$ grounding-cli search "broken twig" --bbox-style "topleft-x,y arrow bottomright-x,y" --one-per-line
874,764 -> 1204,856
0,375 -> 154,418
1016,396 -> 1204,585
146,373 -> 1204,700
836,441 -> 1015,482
━━━━━━━━
◆ **Цель**:
Перепишите весь листинг выше в виде JSON-массива строк, в котором каждой строке листинга соответствует одна строка массива. Пустые строки в массив не включайте.

◆ **Решение задачи**:
[
  "$ grounding-cli search \"broken twig\" --bbox-style \"topleft-x,y arrow bottomright-x,y\" --one-per-line",
  "874,764 -> 1204,856",
  "0,375 -> 154,418",
  "1016,396 -> 1204,585",
  "146,373 -> 1204,700",
  "836,441 -> 1015,482"
]